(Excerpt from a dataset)
☆ ☆ ☆

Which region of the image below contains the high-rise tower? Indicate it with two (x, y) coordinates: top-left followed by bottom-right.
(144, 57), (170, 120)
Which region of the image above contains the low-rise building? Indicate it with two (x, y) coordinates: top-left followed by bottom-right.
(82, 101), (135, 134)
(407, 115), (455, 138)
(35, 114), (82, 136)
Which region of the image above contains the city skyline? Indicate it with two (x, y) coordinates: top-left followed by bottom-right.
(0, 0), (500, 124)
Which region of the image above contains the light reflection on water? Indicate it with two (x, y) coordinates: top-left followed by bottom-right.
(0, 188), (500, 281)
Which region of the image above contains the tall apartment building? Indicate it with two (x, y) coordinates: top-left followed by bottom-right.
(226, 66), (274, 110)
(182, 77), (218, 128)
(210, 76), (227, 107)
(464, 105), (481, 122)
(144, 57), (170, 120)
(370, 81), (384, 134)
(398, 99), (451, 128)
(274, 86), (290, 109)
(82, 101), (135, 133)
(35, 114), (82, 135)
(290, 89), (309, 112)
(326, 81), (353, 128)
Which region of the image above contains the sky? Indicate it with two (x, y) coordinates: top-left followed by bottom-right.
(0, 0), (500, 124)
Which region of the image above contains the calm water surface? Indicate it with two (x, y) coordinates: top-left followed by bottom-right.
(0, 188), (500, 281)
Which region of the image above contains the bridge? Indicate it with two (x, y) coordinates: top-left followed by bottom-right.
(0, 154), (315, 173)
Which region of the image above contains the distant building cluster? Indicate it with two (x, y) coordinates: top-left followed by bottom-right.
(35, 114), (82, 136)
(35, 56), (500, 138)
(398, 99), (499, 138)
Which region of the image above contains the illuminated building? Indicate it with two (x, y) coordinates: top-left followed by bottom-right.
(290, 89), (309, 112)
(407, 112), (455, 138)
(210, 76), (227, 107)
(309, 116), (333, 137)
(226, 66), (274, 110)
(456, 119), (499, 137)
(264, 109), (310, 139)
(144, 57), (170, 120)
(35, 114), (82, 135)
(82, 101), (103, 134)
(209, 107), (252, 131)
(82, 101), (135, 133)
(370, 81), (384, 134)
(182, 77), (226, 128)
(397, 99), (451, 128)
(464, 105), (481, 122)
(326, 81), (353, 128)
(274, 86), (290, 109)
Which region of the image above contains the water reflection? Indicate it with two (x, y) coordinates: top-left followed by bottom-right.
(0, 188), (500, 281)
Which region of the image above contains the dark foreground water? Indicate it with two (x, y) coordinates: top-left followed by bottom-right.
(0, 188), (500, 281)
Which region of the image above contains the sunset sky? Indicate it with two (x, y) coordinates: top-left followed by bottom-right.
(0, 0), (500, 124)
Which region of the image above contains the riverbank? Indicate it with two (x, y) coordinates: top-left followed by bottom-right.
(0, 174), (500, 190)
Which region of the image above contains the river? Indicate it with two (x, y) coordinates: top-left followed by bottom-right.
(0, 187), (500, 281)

☆ ☆ ☆

Update the items above by replacing every occurrence of "Indicate" with "Specify", and leave all other text unchanged.

Which region of the image below contains the high-rise tower? Specify it with two (x, y) coordinates: top-left followed by bottom-right.
(144, 57), (170, 120)
Which region of the image above contains the low-rise building? Specify it with two (x, y) coordinates: top-left followed by bottom-right.
(82, 101), (135, 134)
(407, 115), (455, 138)
(35, 114), (82, 136)
Which region of the image above contains the city skyline? Specify it with two (x, y) coordinates: top-left followed by bottom-right.
(0, 0), (500, 124)
Which region of the image above contains the light reflection on water? Specify it with two (x, y) coordinates: top-left followed by bottom-right.
(0, 188), (500, 281)
Which region of the image above contains the tall apartment building? Specify it with two (x, y) coordinates: top-left followed by bottom-right.
(226, 66), (274, 110)
(182, 77), (218, 128)
(210, 76), (227, 107)
(464, 105), (481, 122)
(144, 57), (170, 120)
(370, 81), (384, 134)
(398, 99), (451, 128)
(274, 86), (290, 109)
(82, 101), (135, 133)
(35, 114), (82, 135)
(290, 89), (309, 112)
(326, 81), (353, 128)
Which region of the image above contains the sky? Specify it with two (x, y) coordinates: top-left followed by bottom-right.
(0, 0), (500, 124)
Which region of the image above contains the calm water surface? Specify it with two (x, y) coordinates: top-left followed by bottom-right.
(0, 188), (500, 281)
Which region of the image above contains the bridge? Specify it with two (x, y) coordinates: top-left followed by bottom-right.
(0, 154), (315, 173)
Which region of the image above contains the distant building cluster? Specify it with two (x, y) coordinates: top-left followed by bottom-right.
(35, 114), (82, 136)
(35, 56), (500, 138)
(398, 99), (499, 138)
Which region of the image above contains the illuminated building? Specify it with two (x, y) coordinates: top-left followed by bottom-right.
(290, 89), (309, 112)
(407, 112), (455, 138)
(210, 76), (227, 107)
(309, 116), (333, 137)
(226, 66), (274, 110)
(456, 119), (499, 137)
(264, 109), (310, 139)
(144, 57), (170, 120)
(35, 114), (82, 135)
(82, 101), (103, 134)
(209, 107), (252, 131)
(82, 101), (135, 133)
(370, 81), (384, 134)
(182, 77), (226, 128)
(397, 99), (451, 128)
(464, 105), (481, 122)
(326, 81), (353, 128)
(274, 86), (290, 109)
Which region of the image above contains the water reflection? Specify it with two (x, y) coordinates: top-left followed by bottom-right.
(0, 188), (500, 281)
Which region of the image above contains the dark foreground water? Specify it with two (x, y) coordinates: top-left followed by bottom-right.
(0, 188), (500, 281)
Which region of the image above contains the sunset sky? Specify it with two (x, y) coordinates: top-left followed by bottom-right.
(0, 0), (500, 124)
Which region of the image above contains the riverbank? Specify it with two (x, y) coordinates: top-left followed by bottom-right.
(0, 174), (500, 190)
Which region of the image above contains the river? Specify it with two (x, y) coordinates: top-left followed by bottom-right.
(0, 187), (500, 281)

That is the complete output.